_Extrait_
• • •
Il y a deux ans, une équipe de chercheurs de l'Université de l'Indiana a découvert qu'en analysant des millions de messages sur Twitter, elle pouvait prévoir le comportement de l'indice Dow Jones. L'an dernier, à la conférence SXSW, au Texas, la vice-présidente de Google, Marissa Meyer, a expliqué à son auditoire que les entreprises de crédit peuvent prévoir le divorce d'un couple en étudiant ses relevés de dépenses.

Nous vivons dans un monde d'information et nos appareils électroniques ont multiplié par plusieurs millions la quantité de données produites à notre sujet. Vous craignez de laisser des traces lorsque vous naviguez dans l'internet? Au Media Lab du MIT, un groupe de recherche du département de dynamique humaine (Human Dynamics) a constaté que notre téléphone intelligent en révèle beaucoup plus sur nous.
• • •
_Consignes_
A – D'après le texte sur les données personnelles, que peuvent prévoir les entreprises de crédit en étudiant les relevés de dépenses d'un couple ?
B – Poursuivez le texte sur les données personnelles en reprenant juste après sa dernière phrase.
Les données qui suivent ne servent à rien dans ce travail.

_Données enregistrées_
• • •
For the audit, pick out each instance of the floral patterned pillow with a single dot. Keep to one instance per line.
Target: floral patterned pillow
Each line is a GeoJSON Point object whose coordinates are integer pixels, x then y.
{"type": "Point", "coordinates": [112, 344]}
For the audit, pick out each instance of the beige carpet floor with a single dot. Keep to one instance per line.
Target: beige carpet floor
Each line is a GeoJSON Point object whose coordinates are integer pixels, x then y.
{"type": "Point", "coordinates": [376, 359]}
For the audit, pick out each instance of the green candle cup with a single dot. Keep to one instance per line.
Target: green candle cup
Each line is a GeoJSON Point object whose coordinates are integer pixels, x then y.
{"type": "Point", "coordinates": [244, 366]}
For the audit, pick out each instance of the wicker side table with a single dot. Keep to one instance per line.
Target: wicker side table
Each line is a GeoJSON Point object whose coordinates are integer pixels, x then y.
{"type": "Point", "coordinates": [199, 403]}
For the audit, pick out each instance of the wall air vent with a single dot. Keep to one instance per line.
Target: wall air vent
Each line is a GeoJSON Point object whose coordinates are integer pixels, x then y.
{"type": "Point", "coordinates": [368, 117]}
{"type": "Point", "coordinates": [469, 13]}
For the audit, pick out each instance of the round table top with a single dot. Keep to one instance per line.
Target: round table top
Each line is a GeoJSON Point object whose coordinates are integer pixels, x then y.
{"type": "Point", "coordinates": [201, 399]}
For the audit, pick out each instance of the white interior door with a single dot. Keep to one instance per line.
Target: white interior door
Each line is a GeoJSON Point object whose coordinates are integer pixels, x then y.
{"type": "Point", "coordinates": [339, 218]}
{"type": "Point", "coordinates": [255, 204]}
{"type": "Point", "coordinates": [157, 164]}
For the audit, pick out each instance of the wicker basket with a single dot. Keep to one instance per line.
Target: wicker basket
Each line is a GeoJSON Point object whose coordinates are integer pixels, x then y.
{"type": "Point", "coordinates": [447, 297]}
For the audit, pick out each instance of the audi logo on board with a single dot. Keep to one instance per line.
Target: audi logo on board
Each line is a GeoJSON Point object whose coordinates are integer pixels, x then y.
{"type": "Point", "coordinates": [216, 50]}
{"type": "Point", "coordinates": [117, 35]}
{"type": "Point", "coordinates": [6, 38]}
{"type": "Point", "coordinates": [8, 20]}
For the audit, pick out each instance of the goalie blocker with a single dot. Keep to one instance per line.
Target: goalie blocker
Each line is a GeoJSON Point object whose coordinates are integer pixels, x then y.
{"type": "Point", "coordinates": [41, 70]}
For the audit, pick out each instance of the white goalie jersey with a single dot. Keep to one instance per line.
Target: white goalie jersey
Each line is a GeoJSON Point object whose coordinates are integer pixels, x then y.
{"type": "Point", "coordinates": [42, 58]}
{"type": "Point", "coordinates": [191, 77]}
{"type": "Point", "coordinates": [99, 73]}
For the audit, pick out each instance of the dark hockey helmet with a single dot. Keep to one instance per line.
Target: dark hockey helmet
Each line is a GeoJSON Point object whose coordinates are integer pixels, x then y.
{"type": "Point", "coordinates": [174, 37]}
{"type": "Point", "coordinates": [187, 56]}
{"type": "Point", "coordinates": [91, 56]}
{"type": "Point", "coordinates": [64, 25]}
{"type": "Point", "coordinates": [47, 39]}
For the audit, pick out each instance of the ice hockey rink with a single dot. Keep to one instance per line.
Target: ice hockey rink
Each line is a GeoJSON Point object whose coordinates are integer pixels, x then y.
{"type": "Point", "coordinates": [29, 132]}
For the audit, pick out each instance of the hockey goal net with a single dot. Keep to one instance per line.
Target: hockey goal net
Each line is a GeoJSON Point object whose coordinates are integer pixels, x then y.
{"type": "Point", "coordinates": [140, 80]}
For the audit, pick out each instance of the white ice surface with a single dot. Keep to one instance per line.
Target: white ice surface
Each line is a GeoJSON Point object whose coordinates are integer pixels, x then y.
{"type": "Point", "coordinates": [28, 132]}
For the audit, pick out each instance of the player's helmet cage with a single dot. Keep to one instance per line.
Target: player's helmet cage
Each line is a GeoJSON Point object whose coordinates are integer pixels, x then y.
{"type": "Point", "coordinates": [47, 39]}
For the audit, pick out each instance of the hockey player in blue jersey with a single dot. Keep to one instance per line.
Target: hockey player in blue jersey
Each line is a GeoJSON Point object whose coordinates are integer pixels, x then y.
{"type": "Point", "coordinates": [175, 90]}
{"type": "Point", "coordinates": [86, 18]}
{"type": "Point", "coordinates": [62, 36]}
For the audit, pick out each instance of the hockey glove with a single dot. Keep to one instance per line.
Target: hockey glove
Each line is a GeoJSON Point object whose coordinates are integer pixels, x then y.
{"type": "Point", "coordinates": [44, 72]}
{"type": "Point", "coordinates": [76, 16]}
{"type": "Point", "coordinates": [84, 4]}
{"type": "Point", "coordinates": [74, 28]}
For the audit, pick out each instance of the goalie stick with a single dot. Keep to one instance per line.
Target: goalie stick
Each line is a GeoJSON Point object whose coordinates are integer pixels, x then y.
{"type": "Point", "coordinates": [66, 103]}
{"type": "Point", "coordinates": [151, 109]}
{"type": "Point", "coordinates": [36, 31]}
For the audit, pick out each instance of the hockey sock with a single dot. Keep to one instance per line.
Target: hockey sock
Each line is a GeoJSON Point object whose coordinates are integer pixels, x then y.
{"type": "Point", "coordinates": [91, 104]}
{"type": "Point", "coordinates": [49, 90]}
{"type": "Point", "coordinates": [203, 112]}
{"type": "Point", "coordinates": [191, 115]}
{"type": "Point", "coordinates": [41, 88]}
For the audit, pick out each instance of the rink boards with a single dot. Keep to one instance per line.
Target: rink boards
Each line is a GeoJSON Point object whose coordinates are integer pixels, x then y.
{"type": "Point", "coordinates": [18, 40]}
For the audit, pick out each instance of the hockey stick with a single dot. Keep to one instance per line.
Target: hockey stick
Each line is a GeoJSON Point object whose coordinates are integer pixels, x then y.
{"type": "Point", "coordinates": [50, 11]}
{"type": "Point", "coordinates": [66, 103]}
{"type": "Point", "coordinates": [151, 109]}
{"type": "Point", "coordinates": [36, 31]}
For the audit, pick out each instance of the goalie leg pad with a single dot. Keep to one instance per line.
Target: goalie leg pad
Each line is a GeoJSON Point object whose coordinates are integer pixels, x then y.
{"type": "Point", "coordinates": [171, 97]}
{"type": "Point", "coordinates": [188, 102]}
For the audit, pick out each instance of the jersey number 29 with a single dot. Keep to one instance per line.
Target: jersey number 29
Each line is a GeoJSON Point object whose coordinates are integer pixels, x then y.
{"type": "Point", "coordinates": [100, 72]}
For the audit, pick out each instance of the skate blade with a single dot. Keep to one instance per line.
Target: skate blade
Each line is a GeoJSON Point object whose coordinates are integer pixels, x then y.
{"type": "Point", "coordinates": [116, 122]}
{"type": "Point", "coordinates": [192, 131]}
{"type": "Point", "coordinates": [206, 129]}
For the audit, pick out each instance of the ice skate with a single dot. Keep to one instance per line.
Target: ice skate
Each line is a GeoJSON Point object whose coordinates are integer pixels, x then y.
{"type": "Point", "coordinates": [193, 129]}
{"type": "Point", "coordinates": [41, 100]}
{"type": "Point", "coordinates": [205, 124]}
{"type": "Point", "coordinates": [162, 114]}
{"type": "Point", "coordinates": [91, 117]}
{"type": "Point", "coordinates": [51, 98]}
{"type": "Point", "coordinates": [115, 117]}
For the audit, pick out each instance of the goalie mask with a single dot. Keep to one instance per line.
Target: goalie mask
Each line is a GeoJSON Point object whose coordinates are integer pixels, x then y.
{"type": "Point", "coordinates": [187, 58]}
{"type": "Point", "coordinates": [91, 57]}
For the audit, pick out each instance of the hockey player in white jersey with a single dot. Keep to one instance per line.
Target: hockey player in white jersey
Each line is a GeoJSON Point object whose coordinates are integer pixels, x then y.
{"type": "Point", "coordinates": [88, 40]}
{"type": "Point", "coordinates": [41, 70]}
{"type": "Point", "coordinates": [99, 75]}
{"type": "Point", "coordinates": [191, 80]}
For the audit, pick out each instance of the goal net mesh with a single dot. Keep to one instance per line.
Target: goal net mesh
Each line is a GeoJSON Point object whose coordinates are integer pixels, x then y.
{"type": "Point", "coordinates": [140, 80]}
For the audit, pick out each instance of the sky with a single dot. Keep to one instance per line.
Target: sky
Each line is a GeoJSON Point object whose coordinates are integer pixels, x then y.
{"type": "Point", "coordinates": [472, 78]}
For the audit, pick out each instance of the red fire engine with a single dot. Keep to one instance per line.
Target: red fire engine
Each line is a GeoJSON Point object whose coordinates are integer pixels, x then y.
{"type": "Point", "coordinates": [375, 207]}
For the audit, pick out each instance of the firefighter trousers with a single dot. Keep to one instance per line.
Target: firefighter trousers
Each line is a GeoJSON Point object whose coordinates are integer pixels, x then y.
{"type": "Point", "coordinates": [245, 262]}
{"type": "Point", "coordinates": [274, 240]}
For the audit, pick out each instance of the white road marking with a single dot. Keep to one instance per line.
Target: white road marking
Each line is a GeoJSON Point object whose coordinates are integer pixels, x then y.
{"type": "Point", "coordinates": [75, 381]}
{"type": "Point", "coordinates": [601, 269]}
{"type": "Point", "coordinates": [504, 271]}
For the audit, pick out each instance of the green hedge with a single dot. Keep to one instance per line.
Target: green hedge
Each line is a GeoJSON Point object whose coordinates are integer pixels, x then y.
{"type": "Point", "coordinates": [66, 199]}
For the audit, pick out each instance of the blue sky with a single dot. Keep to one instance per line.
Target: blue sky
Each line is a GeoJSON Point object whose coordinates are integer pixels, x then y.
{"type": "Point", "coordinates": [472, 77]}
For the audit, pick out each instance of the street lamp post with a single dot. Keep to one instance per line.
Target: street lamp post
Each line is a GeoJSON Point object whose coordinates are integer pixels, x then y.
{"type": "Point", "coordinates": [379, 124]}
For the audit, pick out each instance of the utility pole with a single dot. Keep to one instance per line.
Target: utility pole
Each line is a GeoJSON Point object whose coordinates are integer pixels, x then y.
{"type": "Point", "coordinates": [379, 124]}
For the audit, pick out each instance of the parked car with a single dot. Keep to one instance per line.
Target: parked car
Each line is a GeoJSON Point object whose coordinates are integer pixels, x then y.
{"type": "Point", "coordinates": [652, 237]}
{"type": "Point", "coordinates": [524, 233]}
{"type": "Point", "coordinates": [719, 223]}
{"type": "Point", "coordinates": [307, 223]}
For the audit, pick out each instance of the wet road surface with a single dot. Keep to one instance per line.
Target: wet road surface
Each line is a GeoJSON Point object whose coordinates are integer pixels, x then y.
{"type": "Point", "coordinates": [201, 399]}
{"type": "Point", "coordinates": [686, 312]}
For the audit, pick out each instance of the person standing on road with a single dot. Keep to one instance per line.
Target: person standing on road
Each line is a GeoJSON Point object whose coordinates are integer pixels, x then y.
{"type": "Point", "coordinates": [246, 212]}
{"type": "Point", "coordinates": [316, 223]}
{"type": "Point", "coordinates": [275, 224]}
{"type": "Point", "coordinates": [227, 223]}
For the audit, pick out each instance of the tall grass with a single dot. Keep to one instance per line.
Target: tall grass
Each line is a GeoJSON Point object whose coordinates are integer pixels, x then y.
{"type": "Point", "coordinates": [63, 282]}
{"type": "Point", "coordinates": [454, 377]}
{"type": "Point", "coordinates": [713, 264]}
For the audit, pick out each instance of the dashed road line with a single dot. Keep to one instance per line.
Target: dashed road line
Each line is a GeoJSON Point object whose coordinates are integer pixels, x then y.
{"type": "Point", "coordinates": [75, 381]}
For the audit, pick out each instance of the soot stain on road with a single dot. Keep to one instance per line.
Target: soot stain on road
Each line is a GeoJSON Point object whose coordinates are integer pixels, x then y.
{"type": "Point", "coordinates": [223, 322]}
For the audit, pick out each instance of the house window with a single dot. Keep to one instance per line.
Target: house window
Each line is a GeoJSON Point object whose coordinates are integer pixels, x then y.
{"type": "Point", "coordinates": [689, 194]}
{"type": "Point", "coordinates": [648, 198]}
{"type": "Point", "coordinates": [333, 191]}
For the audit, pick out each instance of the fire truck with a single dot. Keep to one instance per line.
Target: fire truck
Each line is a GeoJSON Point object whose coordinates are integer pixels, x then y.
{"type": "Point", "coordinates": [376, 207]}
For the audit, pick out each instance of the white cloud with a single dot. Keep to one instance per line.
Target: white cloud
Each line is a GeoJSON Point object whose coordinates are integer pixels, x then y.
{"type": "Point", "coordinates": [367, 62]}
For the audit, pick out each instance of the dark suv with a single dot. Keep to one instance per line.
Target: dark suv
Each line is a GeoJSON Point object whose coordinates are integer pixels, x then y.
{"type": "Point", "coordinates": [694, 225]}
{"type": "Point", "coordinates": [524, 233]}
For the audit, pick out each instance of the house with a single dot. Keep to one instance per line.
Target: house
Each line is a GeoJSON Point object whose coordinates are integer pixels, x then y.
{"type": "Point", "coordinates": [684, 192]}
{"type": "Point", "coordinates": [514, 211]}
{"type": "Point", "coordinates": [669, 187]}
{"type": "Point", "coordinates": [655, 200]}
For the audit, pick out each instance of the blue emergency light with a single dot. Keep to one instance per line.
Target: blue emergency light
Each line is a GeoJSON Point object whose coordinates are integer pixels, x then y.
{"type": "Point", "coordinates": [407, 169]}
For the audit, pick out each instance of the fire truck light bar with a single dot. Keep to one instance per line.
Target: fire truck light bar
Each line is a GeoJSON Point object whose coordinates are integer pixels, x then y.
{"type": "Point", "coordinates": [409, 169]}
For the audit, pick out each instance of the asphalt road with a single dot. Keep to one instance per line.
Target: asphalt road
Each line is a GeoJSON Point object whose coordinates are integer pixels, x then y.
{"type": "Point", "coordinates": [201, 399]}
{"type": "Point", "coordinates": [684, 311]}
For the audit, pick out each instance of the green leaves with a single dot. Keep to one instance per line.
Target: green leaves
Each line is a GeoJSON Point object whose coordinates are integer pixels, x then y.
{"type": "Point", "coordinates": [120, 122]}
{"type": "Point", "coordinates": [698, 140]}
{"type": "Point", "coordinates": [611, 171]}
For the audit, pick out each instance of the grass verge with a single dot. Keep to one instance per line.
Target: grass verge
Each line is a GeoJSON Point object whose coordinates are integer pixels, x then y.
• • •
_Corrigé_
A – Elles peuvent prévoir le divorce de ce couple.

B –
Pendant deux ans, 60 familles ont accepté d'utiliser un téléphone Android fourni par le professeur Alex Pentland et son équipe. Ces téléphones étaient munis de capteurs et de logiciels conçus expressément aux fins de l'expérience, et fournissaient entre autres, des données sur leurs déplacements et leurs dépenses. «Nous voulions étudier plusieurs champs pour comprendre comment nos réseaux peuvent influencer nos comportements, explique Nadav Aharony, diplômé en génie et candidat au doctorat du MIT, rencontré dans les locaux du Media Lab l'automne dernier. Nous nous sommes intéressés aux déplacements physiques des gens, à leurs relations avec les autres, à leur état d'esprit, à leur santé, à leurs achats. Les participants devaient remplir des questionnaires sur leur poids, leurs habitudes alimentaires, leurs opinions, etc. À partir des informations recueillies, nous avons pu comprendre beaucoup de choses.»

À l'heure actuelle, plusieurs grandes entreprises explorent les données concernant leurs clients afin d'affiner leur stratégie de vente. C'est le cas des géants de la téléphonie cellulaire qui sont en mesure de prévoir à quel moment un client changera de fournisseur de services à partir de certaines données recueillies sur son téléphone.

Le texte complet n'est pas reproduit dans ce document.